Die Gründung des Jungfrauenklosters Hillersleben nördlich der Ohre (jetzt im Kreise Neuhaldensleben) fällt in die Zeit zwischen 958 und 963. Das Kloster, das um das Jahr 1000 in ein Männerkloster umgewandelt wurde, war von nicht geringem Einfluß auf die Christianisierung der Altmark.

Ob die Erwerbungen der berühmten Benediktiner-Abtei Corvey in der Altmark in das 10. Jahrh. zurückweichen, wie Nottrot a. a. O. 451 meint, ist wohl anzunehmen; wir kennen das Verzeichnis aller dem Kloster gehörigen Besitzungen freilich erst aus der folgenden Zeit. In den Jahren 1053 bis 1071 gab der Abt Sarraco ein solches Verzeichnis heraus. Danach besaß das Kloster u. a. einige Grundstücke und Untertanen zu Gardelegen, zu Meßdorf, zu Väthen, Schwarzlosen und zu Cobbel. Wir können uns denken, daß die Corveyer Mönche, die ja eifrige Missionare waren, ihre geistliche Fürsorge den Bewohnern ihrer Dörfer zugewandt haben.
******
AUFGABENSTELLUNG ::
Schreibe den Abschnitt des Textes über die Christianisierung der Altmark ab, beginnend bei "Ob die Erwerbungen" und endend bei "Dörfer zugewandt haben.". Ändere dabei "Verzeichnis" in "Register".

Extrahierte Dateneinträge
******
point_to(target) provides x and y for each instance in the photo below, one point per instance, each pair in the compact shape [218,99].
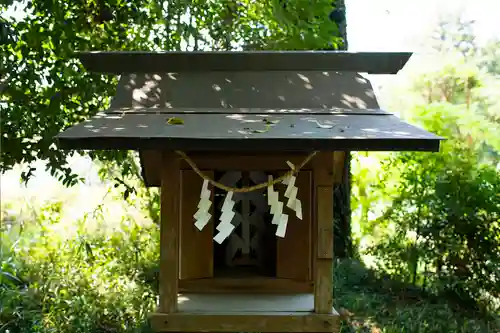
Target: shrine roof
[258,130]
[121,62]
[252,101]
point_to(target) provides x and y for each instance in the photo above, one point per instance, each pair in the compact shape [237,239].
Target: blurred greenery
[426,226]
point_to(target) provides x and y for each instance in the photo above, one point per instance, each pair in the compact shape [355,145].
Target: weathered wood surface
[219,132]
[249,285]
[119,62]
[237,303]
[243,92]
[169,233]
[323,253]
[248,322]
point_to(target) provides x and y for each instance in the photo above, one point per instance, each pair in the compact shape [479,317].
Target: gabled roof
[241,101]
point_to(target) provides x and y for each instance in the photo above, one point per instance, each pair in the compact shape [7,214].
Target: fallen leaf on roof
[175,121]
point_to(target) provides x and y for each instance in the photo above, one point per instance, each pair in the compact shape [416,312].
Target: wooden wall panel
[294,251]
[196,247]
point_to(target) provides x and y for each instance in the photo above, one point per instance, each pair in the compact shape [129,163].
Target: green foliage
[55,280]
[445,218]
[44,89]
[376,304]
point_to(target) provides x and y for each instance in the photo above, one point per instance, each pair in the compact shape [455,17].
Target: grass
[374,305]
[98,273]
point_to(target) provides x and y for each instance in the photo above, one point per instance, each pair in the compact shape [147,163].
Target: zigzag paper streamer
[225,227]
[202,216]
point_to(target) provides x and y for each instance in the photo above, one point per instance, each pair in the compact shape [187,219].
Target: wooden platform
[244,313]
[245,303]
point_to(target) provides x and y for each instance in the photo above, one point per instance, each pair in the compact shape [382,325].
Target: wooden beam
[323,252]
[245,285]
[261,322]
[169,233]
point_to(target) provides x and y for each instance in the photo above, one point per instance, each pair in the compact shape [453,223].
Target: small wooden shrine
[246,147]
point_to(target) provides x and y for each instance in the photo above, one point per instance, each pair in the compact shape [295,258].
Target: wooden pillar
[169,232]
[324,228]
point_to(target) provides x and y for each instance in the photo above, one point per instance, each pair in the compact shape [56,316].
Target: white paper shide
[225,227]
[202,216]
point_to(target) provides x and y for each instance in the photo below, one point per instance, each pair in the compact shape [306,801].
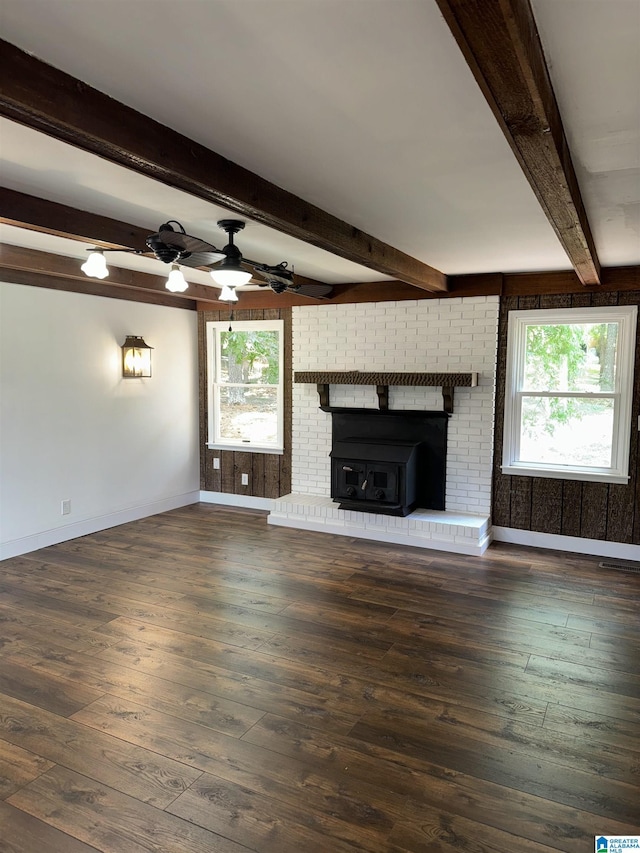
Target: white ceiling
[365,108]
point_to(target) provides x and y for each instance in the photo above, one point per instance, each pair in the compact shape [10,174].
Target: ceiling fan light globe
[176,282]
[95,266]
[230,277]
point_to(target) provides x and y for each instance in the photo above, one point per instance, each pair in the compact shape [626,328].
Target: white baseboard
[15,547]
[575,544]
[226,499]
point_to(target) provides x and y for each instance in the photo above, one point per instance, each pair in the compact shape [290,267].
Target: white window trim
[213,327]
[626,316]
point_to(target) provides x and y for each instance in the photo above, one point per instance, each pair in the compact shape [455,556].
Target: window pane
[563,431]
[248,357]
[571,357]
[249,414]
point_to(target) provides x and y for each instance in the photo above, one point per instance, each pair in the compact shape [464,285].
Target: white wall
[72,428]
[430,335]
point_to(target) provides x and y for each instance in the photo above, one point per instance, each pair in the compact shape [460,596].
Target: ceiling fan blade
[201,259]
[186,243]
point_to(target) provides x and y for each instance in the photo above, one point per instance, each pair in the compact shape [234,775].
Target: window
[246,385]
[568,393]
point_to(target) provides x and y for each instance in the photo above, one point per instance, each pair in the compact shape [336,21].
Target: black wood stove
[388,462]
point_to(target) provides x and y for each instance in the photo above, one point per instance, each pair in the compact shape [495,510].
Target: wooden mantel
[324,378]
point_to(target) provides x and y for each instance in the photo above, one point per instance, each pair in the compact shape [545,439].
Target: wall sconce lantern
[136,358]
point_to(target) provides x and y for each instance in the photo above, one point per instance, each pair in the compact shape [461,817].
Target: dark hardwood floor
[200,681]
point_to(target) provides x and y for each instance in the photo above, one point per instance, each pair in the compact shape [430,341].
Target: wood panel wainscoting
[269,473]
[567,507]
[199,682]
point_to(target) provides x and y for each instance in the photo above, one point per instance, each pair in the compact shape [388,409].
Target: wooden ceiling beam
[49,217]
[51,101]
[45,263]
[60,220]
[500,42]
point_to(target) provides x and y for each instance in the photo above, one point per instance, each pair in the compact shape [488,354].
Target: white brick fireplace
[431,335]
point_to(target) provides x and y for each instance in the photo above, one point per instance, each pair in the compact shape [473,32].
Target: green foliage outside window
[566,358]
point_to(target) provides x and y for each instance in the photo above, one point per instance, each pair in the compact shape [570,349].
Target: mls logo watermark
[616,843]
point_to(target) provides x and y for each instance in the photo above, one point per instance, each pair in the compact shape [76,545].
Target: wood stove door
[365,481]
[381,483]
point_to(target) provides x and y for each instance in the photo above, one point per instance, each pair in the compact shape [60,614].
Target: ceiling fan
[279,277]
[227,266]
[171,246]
******
LÖSUNG ::
Ob die Erwerbungen der berühmten Benediktiner-Abtei Corvey in der Altmark in das 10. Jahrh. zurückweichen, wie Nottrot a. a. O. 451 meint, ist wohl anzunehmen; wir kennen das Register aller dem Kloster gehörigen Besitzungen freilich erst aus der folgenden Zeit. In den Jahren 1053 bis 1071 gab der Abt Sarraco ein solches Register heraus. Danach besaß das Kloster u. a. einige Grundstücke und Untertanen zu Gardelegen, zu Meßdorf, zu Väthen, Schwarzlosen und zu Cobbel. Wir können uns denken, daß die Corveyer Mönche, die ja eifrige Missionare waren, ihre geistliche Fürsorge den Bewohnern ihrer Dörfer zugewandt haben.